▸ **Source document**
Donald and Marti Nissley brought a few goats — Billy, Spot and Honey Bun — into the family to control the grass in their pasture. “The goats do the job, are friendly and nice to have around,” according to Mr. Nissley.
Of course, big goats eventually have little goats and when Spot had two kids, the Nissleys knew right away something was wrong with the baby Toodles. Her eyes were cloudy, and the other goats shunned her. Their veterinarian, Dr. Teri Coon, confirmed that Toodles was blinded by cataracts.
Seeking help, the Nissleys were referred to the New Bolton Center for Large Animals at the University of Pennsylvania’s School of Veterinary Medicine.
“There’s no goat cataract surgery reported in the literature,” said Dr. Braidee Foote, New Bolton’s ophthalmology fellow. “It doesn’t mean it’s never been done, but no one’s ever written about it.”
Just removing the cataracts would improve her vision, leaving Toodles with fuzzy, farsighted, unfocused vision. That would be enough for a goat to safely get around but it wasn’t enough for the Nissleys. Was there anything else the vets could do?

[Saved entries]

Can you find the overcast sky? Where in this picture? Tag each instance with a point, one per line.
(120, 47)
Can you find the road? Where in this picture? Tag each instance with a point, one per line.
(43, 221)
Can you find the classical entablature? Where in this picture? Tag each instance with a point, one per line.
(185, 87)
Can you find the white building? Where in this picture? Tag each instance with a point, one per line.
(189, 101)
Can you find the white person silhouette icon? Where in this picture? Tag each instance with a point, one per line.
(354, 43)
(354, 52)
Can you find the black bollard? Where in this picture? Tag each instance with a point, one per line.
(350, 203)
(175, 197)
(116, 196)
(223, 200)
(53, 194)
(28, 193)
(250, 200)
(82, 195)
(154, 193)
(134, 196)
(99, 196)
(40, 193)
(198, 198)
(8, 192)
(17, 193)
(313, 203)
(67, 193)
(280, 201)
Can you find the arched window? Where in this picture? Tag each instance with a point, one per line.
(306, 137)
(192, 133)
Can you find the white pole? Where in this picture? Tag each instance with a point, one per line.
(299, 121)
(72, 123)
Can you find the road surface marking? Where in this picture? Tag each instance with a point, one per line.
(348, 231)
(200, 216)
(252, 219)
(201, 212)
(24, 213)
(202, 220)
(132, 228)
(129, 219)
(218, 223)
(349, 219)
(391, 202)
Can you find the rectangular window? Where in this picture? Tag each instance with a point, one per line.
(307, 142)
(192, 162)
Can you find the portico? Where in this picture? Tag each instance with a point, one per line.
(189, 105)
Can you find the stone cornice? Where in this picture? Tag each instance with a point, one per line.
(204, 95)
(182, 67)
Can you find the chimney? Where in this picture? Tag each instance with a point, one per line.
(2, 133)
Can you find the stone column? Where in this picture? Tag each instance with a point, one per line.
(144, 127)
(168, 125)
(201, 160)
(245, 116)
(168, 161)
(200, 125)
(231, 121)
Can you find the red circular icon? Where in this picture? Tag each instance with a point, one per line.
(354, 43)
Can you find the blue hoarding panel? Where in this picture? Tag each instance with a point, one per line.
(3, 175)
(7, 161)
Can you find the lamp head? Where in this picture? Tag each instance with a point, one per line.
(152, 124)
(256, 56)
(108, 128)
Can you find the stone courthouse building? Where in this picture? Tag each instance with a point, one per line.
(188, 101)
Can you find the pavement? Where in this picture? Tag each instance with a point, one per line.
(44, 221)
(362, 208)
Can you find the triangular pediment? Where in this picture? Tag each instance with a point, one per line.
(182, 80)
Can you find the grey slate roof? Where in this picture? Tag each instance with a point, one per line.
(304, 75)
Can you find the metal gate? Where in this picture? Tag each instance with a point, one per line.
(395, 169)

▸ **Tasks**
1) Answer these about the article on Toodles the goat:
(a) What were the names of the first goats the Nissleys brought in?
(b) Which veterinarian confirmed that Toodles was blinded by cataracts?
(c) What is Dr. Braidee Foote's position at New Bolton?
2) Extend the article on Toodles the goat, picking up after its final sentence.

▸ **Answers for this exercise**
1)
(a) Billy, Spot and Honey Bun
(b) Dr. Teri Coon
(c) Ophthalmology fellow

2)
Inserting artificial lenses are common for dogs and horses, but the vets had never heard about performing the surgery on a goat. Dr. Catherine Nunnery, New Bolton Center’s ophthalmologist, searched for lenses that would work for a goat and they found they were able to adapt equipment made for dogs.
The surgery was an unqualified success.
During a visit to see Toodles in recovery, “We called her name,” Marti Nissley said. “She ran right up to us!”
Toodles is now back home, doing all the things that goats do on a farm.
The Nissleys won’t say exactly how much they spent on Toodles’ surgery but
“It cost about five times what my two cataracts cost,” Donald Nissley said.
“And we don’t have goat insurance,” added his wife.
But they both agreed it was worth it.